ASSIGNMENT =
Only the final stretch of the data is wanted: reproduce the line containing "Please outline every" and each line after it, exactly.

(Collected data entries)
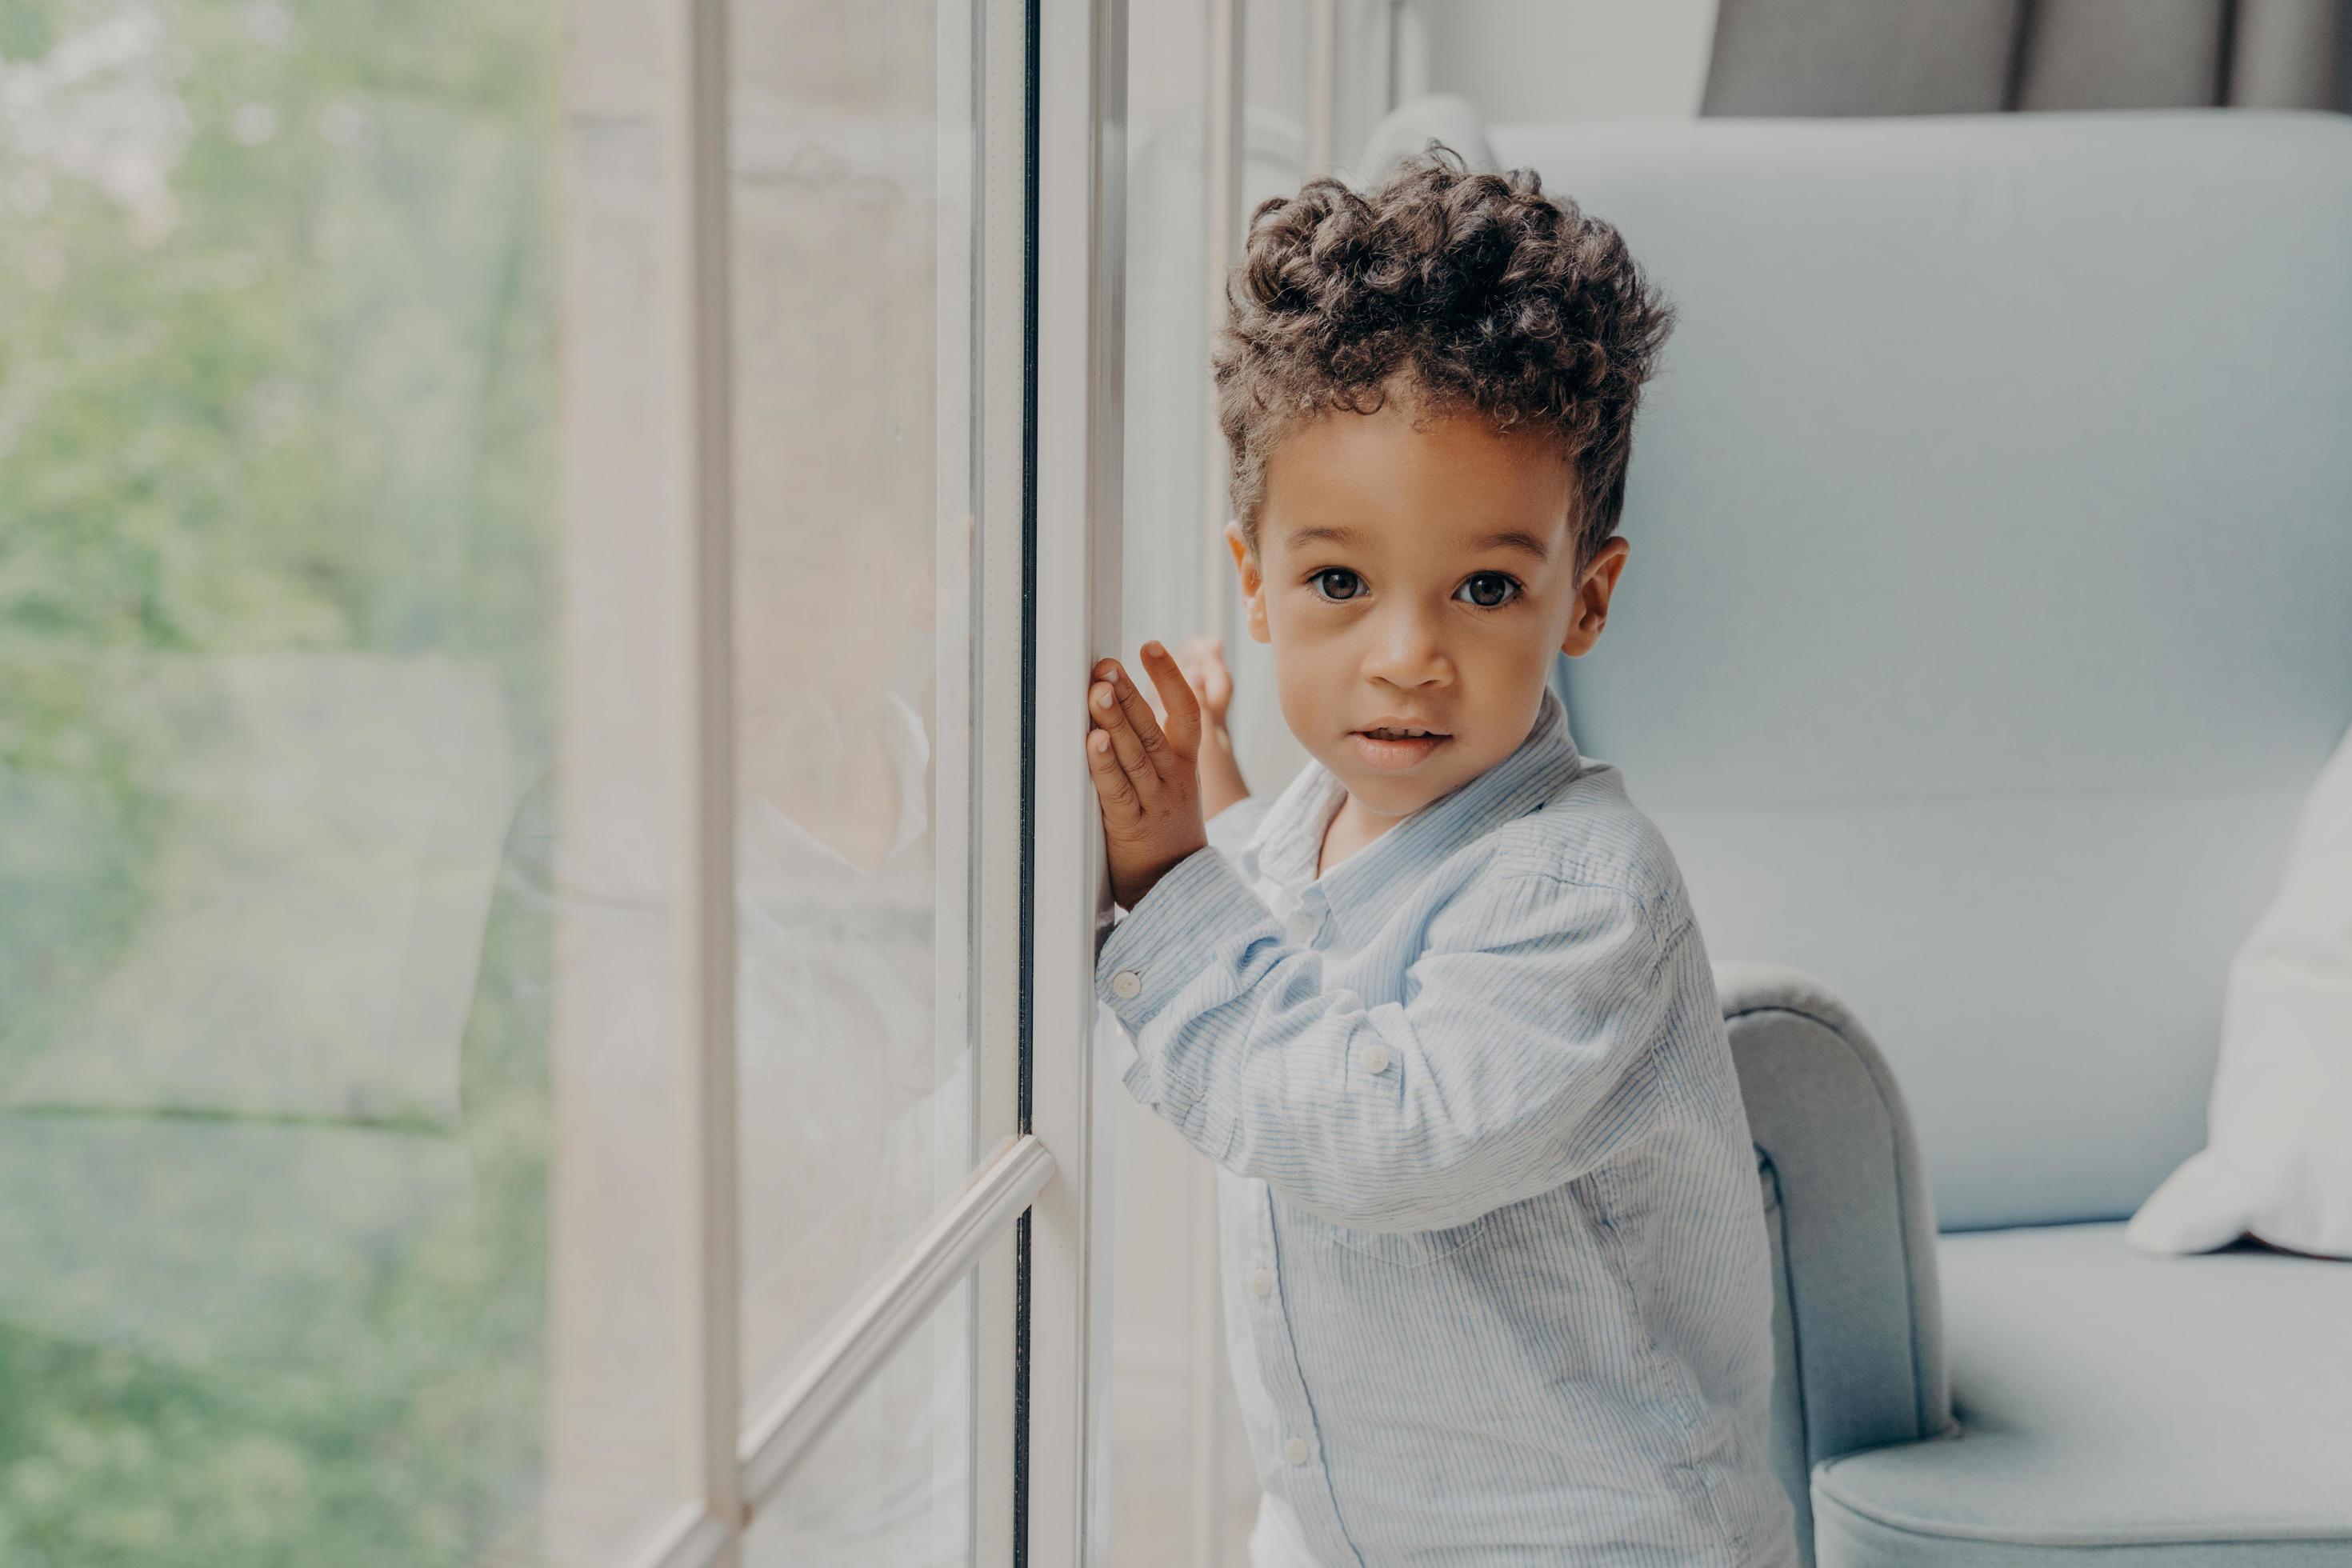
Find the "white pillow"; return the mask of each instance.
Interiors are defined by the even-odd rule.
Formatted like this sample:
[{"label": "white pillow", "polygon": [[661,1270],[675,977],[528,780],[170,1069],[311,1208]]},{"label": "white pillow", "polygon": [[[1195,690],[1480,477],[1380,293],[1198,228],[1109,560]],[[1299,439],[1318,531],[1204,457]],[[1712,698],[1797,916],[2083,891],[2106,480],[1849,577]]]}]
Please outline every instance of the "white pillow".
[{"label": "white pillow", "polygon": [[2251,1235],[2352,1258],[2352,733],[2304,803],[2285,885],[2231,963],[2208,1125],[2126,1240],[2210,1252]]}]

RESULT OF THE TASK =
Please outline every instance of the "white pillow".
[{"label": "white pillow", "polygon": [[2251,1235],[2352,1258],[2352,733],[2304,803],[2285,885],[2231,963],[2208,1125],[2126,1240],[2210,1252]]}]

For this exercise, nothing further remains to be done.